Task prompt -
Locate the line that contains "grain surface with a single marker.". Retype it and every line after it to the end of the records, exactly, but not the pictures.

Records for this exercise -
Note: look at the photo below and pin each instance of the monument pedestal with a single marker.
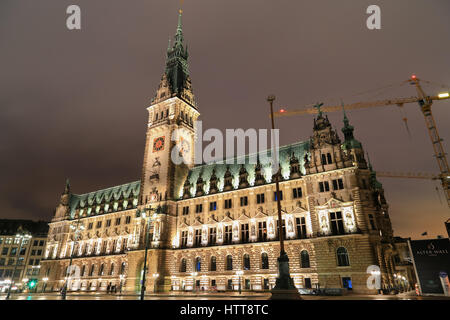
(284, 287)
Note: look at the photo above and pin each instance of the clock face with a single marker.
(158, 144)
(185, 147)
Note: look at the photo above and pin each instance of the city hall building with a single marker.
(215, 226)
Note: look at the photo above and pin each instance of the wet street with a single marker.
(209, 296)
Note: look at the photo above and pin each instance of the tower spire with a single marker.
(176, 77)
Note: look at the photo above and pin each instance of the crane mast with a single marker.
(425, 103)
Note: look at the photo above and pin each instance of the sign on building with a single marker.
(431, 260)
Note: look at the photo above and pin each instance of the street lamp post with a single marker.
(45, 284)
(121, 282)
(22, 237)
(194, 287)
(146, 251)
(77, 228)
(284, 287)
(240, 273)
(155, 277)
(24, 283)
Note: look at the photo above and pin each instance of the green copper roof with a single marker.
(349, 140)
(91, 202)
(299, 149)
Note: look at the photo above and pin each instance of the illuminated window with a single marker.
(244, 233)
(275, 196)
(301, 227)
(198, 264)
(101, 270)
(183, 238)
(264, 261)
(111, 271)
(183, 265)
(260, 198)
(337, 224)
(228, 234)
(212, 236)
(198, 237)
(304, 259)
(372, 221)
(91, 272)
(324, 186)
(246, 262)
(342, 257)
(297, 193)
(228, 203)
(229, 262)
(213, 266)
(262, 231)
(338, 184)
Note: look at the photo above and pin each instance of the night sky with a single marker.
(73, 103)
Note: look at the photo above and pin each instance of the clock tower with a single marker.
(169, 147)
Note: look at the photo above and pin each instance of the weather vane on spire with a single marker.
(181, 5)
(317, 106)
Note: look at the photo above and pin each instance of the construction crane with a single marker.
(424, 102)
(411, 175)
(408, 175)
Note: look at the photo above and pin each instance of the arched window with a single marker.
(246, 262)
(264, 261)
(213, 264)
(198, 264)
(304, 259)
(342, 256)
(229, 262)
(91, 273)
(183, 265)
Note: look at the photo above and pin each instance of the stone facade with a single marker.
(207, 222)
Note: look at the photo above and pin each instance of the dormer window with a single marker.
(326, 159)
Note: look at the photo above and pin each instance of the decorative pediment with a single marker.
(227, 217)
(184, 224)
(333, 244)
(333, 203)
(260, 213)
(197, 222)
(212, 219)
(243, 216)
(298, 209)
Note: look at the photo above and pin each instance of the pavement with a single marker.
(210, 296)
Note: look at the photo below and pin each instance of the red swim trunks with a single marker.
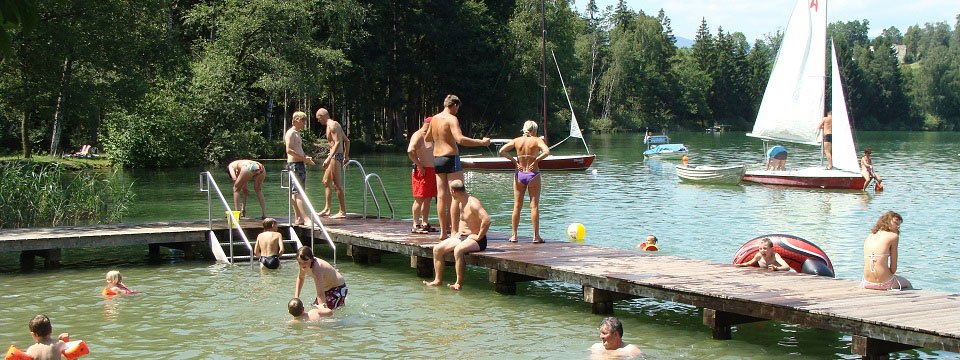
(424, 182)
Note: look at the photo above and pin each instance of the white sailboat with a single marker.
(793, 104)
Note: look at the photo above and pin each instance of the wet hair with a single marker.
(305, 253)
(451, 100)
(295, 307)
(885, 222)
(613, 324)
(40, 326)
(269, 223)
(530, 127)
(114, 276)
(457, 186)
(300, 115)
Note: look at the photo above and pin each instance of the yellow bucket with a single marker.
(236, 216)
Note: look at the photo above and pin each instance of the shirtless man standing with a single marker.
(332, 165)
(472, 236)
(331, 287)
(530, 150)
(444, 132)
(296, 159)
(827, 126)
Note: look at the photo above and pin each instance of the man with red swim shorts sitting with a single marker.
(423, 178)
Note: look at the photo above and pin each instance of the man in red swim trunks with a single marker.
(423, 178)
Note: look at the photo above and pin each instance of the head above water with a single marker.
(530, 128)
(295, 307)
(40, 326)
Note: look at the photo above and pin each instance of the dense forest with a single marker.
(185, 82)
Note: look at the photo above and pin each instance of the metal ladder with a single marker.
(369, 189)
(293, 183)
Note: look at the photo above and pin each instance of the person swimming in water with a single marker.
(530, 151)
(880, 255)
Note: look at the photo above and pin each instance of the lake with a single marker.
(198, 309)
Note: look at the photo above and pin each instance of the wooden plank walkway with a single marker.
(880, 321)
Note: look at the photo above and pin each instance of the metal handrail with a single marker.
(368, 188)
(293, 182)
(207, 179)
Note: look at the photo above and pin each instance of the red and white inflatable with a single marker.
(803, 256)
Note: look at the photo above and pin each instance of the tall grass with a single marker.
(34, 194)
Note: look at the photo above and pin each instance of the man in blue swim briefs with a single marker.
(530, 150)
(296, 159)
(444, 132)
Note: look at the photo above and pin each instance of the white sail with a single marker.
(844, 151)
(792, 104)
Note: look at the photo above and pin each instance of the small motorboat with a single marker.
(802, 256)
(666, 151)
(708, 174)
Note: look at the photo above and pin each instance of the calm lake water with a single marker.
(198, 309)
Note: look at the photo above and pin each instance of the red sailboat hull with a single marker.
(802, 255)
(552, 162)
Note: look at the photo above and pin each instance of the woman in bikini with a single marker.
(241, 172)
(530, 150)
(880, 255)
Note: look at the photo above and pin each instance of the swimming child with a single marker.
(295, 307)
(45, 348)
(115, 285)
(650, 244)
(767, 258)
(269, 245)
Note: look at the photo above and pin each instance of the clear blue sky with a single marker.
(755, 18)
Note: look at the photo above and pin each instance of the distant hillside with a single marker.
(683, 42)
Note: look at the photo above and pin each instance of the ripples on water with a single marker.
(199, 310)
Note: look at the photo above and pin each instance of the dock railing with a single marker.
(206, 184)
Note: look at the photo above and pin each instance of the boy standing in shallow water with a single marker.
(45, 347)
(472, 236)
(269, 245)
(329, 282)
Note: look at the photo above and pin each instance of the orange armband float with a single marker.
(75, 349)
(16, 354)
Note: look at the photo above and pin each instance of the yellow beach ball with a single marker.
(576, 231)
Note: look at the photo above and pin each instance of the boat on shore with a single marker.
(794, 101)
(708, 174)
(666, 151)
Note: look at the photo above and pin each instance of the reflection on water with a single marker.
(195, 309)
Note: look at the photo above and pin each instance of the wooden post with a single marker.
(870, 348)
(720, 322)
(602, 300)
(506, 282)
(423, 265)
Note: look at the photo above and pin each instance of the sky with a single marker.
(756, 18)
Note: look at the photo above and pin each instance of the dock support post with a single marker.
(506, 282)
(51, 258)
(363, 256)
(721, 321)
(423, 265)
(869, 348)
(602, 300)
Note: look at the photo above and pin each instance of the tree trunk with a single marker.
(24, 134)
(61, 104)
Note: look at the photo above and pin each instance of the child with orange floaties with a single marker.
(46, 348)
(115, 285)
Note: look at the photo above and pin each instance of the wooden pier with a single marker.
(879, 321)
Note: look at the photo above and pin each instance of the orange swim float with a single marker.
(16, 354)
(75, 349)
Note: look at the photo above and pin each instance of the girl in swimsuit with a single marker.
(530, 150)
(880, 255)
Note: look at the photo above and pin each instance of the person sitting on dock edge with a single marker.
(611, 340)
(269, 245)
(329, 282)
(472, 236)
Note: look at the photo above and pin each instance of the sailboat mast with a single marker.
(543, 64)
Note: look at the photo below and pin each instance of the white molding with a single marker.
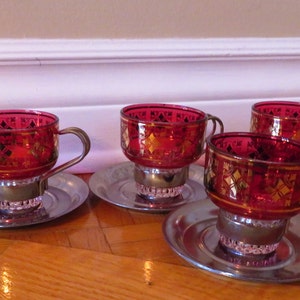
(86, 82)
(34, 51)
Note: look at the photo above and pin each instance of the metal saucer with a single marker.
(116, 185)
(66, 192)
(191, 232)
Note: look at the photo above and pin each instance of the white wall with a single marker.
(140, 19)
(87, 82)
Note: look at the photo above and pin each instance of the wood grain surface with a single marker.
(101, 251)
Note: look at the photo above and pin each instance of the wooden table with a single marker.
(101, 251)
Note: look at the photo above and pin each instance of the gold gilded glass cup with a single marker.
(278, 118)
(29, 142)
(163, 140)
(255, 181)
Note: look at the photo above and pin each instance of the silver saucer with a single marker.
(66, 192)
(116, 185)
(191, 232)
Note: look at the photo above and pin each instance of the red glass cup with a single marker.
(29, 143)
(278, 118)
(163, 140)
(255, 181)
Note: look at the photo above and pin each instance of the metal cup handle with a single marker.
(86, 148)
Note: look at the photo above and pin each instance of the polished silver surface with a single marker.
(191, 232)
(65, 193)
(117, 186)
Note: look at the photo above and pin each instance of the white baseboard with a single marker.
(87, 82)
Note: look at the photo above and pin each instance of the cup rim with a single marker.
(162, 105)
(247, 159)
(255, 109)
(28, 112)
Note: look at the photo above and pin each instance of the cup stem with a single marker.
(249, 237)
(157, 184)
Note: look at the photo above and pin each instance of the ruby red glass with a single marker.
(255, 181)
(163, 140)
(29, 142)
(279, 118)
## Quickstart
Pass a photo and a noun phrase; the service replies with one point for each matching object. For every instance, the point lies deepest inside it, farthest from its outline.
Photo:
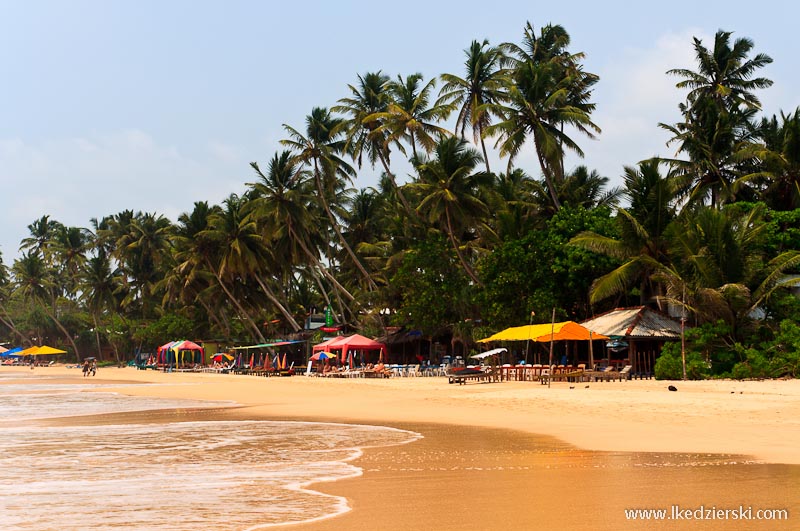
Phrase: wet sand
(521, 456)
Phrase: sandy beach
(514, 455)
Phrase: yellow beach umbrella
(45, 350)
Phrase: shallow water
(165, 475)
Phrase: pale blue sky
(152, 105)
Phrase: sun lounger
(462, 376)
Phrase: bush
(755, 365)
(669, 366)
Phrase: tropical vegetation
(464, 246)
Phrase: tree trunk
(400, 195)
(467, 269)
(547, 171)
(239, 307)
(271, 296)
(97, 334)
(8, 322)
(322, 268)
(485, 155)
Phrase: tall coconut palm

Reply to the task -
Note: look at the photo above and pin each instance of the wood grain surface with a single marker.
(101, 251)
Note: look at the photo above and pin each instance of the wooden table with a single marker.
(101, 251)
Note: look at the photo above and pin each instance of the gold gilded glass cup with a single marker.
(278, 118)
(29, 142)
(163, 140)
(255, 181)
Note: look at the photo above and pin each instance of the silver saucer with a single marker.
(66, 192)
(116, 185)
(191, 232)
Note: look at the photo above and pin each instance of the red glass cup with a single marker.
(29, 143)
(278, 118)
(163, 140)
(255, 181)
Note: look at the photo above and pin each instance of the metal cup handle with a single marker.
(86, 148)
Note: look at the photo above and pin each instance of the polished silver surface with a single marker.
(191, 232)
(65, 193)
(117, 186)
Note: look at the photo above and pin each instance of the white baseboard with a single marker.
(87, 82)
Note: look at the photo above and pin each instance of the cup rim with a single marker.
(162, 105)
(247, 159)
(255, 109)
(28, 112)
Note: look at the photo above and pin each instance of the cup stem with a single marker.
(249, 237)
(157, 184)
Note: look at the photo above and pin each instance of the ruby red glass with a single marker.
(255, 181)
(163, 140)
(29, 142)
(279, 118)
## Quickstart
Pass a photo and a noun phrase; the service replies with one point for each matching object. For every instance, the point lies deepest inside it, farthest from its outline.
Photo:
Phrase: wet sand
(521, 456)
Phrase: sandy beach
(514, 455)
Phrase: yellow beach umbrella
(45, 350)
Phrase: shallow water
(165, 475)
Phrase: pale blue sky
(152, 105)
Phrase: sun lounger
(462, 376)
Phrase: bush
(755, 365)
(669, 366)
Phrase: tropical vegetation
(464, 246)
Phrase: tree trunk
(400, 195)
(467, 269)
(547, 171)
(239, 307)
(271, 296)
(97, 334)
(8, 322)
(322, 268)
(485, 155)
Phrase: tall coconut palm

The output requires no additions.